### WHAT THE TASK REQUIRES
Continue the Texas coronavirus news updates below from the last sentence shown.
(Beginning of SELECTED PASSAGE)
1:3o p.m. In turning down a case challenging Gov. Greg Abbott’s order allowing certain Texas businesses to reopen, the Texas Supreme Court hinted Tuesday that it is sympathetic to constitutionality concerns raised by coronavirus restrictions.

The state’s highest civil court declined to take the case —spearheaded by a Dallas salon owner whose decision to open in defiance of the order prompted demonstrations and TV spots over the past few weeks — saying lower courts should first consider whether the restrictions should stand. The Texas Supreme Court is generally the “court of last resort.”

Justice James D. Blacklock wrote in the opinion Tuesday that during a public health emergency, the onus is on the government to explain why its measures are necessary and why other less restrictive measures would not adequately address the threat. District courts will need to decide how to judge whether that’s been accomplished, he wrote.

-Taylor Goldenstein

1:15 p.m. Two Republican Texas lawmakers on Tuesday defied Governor Greg Abbott’s order by getting haircuts in Montgomery County, Fox 26 is reporting.

County Judge Mark Keough last week walked back previous comments in which he said the governor’s order — which restricts businesses to reduce the spread of COVID-19 — is too vague and that he wouldn’t prosecute after the Attorney General published a clarification.

But that clearly hasn’t fazed businesses like the barbershop Tune Up: The Manly Salon where Texas State Reps. Steve Toth and Briscoe Cain sat down for a trim, neither wearing face masks, as TV cameras rolled.

-Taylor Goldenstein

1 p.m. The first full week of dine-in service at Houston restaurants brings a new slate of businesses that did not reopen on the first day of limited service on May 1.

Here are some of the restaurants who waited until this week and beyond to resume limited dining service.

-Greg Morago

12:50 p.m. The family of former Houston state representative Al Edwards, who died last Wednesday at 83, has scheduled an online memorial service that will be streamed from the Community of Faith Church Friday morning.
(End of SELECTED PASSAGE)
(Beginning of STUDY MATERIAL)
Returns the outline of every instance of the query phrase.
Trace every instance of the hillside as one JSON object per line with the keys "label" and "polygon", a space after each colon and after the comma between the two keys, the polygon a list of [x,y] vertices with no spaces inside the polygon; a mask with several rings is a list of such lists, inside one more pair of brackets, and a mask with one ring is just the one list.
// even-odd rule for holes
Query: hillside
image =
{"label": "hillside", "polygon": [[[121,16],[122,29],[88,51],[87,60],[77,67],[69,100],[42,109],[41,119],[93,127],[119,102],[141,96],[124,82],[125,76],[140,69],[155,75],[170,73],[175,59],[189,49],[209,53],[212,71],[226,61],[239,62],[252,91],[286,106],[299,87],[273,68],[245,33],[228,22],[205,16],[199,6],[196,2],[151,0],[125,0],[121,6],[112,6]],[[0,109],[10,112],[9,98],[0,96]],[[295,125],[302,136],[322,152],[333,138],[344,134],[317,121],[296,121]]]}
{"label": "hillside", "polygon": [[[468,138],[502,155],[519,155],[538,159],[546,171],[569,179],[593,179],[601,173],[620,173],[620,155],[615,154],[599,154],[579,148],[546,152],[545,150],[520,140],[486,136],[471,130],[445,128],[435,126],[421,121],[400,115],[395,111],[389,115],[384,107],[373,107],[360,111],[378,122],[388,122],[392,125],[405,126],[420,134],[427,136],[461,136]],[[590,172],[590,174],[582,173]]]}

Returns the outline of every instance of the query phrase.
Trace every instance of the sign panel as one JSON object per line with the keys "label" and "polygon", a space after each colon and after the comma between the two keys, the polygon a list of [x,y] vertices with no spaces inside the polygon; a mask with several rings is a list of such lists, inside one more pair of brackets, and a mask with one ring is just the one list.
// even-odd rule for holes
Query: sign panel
(End of STUDY MATERIAL)
### EXPECTED ANSWER
Services are set to begin at 10 a.m. and will be co-led by Bishop James Dixon and Pastor L.L. Atkins of the Progressive New Hope Baptist Church, according to a news release issued by Mayor Sylvester Turner’s office. Turner served with Edwards in the Texas House for about two decades and said he was “like a brother to me.”

Links to watch the services will be made available on the church’s website, thecommunityoffaith.org, and on Edwards’ Facebook page, facebook.com/RepAlEdwardsSr.

-Jasper Scherer

12:25 p.m. A hostess dressed in black stood outside of Steak 48 on Friday night holding an iPad. “Do you have a reservation?” she asked each approaching party.

Last weekend, entry into the popular River Oaks District steakhouse required advance planning. Dinner reservations sold out within 15 minutes of Gov. Greg Abbott’s April 27 announcement that the state would begin reopening May 1, said chief branding officer Oliver Badgio. The restaurant is virtually sold out for the next two weeks.

For those lucky enough to snag a table, Friday’s newly adjusted dining experience felt as much like the days before coronavirus as could be expected.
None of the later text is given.